> **ASSIGNED TASK**
Where the word "front" shows up in the entries below, please copy the whole line.
START SUPPLIED RECORDS
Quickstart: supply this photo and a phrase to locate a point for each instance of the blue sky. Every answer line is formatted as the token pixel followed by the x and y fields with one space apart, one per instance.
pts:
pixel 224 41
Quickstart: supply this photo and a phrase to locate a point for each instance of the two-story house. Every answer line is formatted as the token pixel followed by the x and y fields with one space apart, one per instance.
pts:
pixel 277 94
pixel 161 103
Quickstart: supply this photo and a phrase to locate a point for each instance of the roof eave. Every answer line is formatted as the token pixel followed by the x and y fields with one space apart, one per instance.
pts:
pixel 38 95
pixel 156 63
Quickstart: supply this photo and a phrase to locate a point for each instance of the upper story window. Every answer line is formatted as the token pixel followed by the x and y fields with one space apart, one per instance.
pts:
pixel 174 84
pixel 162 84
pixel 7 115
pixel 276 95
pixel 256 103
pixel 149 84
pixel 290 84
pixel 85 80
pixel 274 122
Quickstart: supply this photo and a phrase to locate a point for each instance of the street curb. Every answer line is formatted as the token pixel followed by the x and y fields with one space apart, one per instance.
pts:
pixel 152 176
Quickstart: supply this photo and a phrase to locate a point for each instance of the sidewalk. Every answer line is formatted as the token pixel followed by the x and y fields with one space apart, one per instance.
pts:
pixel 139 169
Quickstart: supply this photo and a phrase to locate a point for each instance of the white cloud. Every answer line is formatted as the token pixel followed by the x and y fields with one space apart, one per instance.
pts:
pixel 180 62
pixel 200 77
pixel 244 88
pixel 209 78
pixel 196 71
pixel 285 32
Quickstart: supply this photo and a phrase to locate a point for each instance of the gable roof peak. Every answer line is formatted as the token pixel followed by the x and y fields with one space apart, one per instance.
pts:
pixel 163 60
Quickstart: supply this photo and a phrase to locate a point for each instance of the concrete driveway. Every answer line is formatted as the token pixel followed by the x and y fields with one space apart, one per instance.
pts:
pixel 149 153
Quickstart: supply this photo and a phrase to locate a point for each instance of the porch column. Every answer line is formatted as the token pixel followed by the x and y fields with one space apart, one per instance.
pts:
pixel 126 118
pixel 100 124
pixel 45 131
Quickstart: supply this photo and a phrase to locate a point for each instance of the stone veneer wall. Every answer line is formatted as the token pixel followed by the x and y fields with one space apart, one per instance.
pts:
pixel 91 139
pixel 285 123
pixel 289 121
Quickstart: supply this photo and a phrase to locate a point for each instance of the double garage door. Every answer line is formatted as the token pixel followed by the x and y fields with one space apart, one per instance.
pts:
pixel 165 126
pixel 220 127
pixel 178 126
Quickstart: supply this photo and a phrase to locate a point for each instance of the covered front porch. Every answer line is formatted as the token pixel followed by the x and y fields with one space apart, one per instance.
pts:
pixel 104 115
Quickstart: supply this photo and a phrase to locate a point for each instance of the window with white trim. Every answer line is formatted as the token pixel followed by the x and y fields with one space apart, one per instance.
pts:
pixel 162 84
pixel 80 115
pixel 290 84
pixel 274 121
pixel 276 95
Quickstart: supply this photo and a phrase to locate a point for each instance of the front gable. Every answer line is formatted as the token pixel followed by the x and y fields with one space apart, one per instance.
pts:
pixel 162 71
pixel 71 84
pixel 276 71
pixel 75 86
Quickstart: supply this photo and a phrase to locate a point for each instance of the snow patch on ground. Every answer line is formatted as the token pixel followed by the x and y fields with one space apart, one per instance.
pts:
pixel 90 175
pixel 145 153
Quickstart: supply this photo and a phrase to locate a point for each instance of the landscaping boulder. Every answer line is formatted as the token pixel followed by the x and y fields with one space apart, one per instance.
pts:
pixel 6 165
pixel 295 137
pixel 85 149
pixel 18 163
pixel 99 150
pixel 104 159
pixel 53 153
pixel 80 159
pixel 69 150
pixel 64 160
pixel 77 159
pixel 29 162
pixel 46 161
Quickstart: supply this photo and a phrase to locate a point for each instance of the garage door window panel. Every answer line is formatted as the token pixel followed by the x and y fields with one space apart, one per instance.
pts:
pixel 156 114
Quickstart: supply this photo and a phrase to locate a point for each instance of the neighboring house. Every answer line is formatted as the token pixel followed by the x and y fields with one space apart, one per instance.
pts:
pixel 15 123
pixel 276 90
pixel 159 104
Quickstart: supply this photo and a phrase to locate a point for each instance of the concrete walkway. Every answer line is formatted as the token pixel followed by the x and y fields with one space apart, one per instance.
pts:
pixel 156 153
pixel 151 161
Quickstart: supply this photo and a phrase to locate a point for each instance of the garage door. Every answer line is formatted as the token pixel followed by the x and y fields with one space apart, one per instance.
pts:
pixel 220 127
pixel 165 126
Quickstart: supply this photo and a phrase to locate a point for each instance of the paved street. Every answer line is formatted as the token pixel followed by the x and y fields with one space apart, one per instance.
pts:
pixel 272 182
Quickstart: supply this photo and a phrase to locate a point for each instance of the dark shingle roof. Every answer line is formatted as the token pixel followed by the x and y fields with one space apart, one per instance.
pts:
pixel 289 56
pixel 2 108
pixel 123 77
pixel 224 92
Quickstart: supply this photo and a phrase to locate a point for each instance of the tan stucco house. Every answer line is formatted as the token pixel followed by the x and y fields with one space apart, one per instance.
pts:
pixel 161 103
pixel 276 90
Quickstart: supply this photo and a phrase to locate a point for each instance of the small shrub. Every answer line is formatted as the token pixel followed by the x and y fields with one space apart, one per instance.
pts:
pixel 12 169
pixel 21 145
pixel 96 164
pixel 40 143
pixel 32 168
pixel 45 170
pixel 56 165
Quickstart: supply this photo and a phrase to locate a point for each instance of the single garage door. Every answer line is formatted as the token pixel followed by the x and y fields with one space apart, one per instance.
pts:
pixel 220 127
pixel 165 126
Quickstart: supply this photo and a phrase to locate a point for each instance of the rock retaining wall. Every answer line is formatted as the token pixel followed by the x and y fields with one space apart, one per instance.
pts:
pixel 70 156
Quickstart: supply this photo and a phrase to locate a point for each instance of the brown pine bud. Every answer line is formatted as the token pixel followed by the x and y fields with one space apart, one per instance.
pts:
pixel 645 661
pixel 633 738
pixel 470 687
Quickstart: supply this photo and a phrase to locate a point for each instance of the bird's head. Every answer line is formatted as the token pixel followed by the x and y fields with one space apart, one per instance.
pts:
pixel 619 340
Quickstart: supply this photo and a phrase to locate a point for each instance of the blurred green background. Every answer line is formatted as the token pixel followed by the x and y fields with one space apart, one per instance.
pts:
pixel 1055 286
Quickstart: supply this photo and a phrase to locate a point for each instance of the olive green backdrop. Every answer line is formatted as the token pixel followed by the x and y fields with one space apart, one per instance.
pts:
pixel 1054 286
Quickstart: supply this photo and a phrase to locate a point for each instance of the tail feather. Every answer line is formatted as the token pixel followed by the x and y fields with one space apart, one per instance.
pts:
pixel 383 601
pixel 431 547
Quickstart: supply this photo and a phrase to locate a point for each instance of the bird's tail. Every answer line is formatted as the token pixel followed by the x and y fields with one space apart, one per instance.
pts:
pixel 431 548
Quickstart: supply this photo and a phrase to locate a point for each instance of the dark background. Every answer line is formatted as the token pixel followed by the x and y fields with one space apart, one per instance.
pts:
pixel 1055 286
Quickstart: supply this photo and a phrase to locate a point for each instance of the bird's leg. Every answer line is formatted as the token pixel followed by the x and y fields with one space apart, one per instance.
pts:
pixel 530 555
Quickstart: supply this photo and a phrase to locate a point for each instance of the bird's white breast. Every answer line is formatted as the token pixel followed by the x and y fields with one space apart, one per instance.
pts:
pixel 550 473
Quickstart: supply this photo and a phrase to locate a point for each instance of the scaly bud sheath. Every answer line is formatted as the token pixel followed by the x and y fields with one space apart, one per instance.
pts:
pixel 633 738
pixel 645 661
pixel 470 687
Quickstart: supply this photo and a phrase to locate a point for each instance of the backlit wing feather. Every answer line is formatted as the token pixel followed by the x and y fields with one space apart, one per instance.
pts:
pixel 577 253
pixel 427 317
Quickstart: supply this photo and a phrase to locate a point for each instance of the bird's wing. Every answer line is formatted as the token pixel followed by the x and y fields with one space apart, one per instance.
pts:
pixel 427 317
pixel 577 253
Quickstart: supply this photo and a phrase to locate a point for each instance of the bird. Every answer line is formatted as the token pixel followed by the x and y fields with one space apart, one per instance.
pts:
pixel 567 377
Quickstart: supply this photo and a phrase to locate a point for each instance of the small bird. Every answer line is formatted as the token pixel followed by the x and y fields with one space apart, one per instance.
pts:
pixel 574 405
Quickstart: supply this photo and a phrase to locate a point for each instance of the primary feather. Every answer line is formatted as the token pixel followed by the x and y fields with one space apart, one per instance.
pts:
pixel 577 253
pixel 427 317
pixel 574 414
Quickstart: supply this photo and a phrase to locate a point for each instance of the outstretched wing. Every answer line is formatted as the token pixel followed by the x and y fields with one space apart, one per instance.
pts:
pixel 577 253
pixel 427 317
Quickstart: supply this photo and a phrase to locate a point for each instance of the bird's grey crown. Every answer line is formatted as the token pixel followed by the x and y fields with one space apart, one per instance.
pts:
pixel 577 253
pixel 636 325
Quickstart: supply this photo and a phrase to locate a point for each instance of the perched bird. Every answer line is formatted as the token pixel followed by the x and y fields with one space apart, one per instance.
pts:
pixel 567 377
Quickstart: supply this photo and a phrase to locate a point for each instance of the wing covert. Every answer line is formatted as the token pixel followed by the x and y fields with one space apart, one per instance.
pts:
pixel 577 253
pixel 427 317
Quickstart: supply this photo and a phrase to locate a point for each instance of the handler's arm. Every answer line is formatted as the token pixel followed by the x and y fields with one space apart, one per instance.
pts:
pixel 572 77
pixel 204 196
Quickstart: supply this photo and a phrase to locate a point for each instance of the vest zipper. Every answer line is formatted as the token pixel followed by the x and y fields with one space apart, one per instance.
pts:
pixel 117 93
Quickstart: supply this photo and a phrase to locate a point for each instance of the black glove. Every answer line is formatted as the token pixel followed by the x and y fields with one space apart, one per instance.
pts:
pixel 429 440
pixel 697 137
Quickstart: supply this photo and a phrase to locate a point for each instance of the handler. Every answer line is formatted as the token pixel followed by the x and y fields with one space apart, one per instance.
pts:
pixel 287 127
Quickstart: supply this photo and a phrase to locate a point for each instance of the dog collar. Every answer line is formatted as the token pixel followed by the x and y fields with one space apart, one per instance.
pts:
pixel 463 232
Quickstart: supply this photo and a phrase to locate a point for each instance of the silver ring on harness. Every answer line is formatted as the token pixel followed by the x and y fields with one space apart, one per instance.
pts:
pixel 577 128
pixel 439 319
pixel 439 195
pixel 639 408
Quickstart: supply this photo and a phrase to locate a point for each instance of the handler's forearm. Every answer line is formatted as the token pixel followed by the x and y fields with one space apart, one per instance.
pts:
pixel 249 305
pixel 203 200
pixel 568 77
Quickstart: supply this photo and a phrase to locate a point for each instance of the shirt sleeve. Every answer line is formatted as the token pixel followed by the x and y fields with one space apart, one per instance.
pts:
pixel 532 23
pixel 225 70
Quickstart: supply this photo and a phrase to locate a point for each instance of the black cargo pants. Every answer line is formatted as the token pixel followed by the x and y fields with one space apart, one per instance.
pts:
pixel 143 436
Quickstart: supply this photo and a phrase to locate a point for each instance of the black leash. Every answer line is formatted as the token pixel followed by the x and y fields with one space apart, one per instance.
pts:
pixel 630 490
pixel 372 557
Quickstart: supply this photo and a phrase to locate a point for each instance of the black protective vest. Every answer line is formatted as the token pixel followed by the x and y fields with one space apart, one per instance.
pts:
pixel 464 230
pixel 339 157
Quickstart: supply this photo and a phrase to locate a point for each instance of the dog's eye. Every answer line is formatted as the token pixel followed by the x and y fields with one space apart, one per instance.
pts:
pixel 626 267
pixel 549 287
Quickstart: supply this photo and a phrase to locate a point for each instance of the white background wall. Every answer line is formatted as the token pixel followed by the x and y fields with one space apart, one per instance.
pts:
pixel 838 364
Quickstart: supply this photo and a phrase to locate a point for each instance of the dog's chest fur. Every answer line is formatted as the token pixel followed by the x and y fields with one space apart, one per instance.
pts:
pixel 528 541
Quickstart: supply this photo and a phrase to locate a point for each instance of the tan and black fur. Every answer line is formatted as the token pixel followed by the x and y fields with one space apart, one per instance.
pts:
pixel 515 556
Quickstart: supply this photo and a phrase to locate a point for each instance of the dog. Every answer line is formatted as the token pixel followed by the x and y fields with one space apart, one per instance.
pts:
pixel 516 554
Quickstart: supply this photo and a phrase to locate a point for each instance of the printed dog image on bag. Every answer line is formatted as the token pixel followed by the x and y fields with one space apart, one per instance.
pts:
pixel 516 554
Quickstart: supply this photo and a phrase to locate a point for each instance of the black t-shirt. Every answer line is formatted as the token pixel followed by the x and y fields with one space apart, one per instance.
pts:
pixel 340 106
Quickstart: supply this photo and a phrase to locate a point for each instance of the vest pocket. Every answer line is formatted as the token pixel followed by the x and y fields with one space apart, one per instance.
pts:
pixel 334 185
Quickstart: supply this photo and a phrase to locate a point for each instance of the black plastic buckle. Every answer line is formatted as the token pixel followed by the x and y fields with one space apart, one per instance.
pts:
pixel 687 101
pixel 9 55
END SUPPLIED RECORDS
> **EXERCISE OUTPUT**
Quickstart: supply this photo and a phrase to locate a point for each instance of the covered front porch. Every answer line is formatted as the token pixel followed by the x and y fields with one space apart, one per instance.
Quickstart: supply this photo and a phrase to locate a point for each instance of the front gable. Every answer line is formatted as the token pixel followed by the x and y fields with one space apart, one per instance.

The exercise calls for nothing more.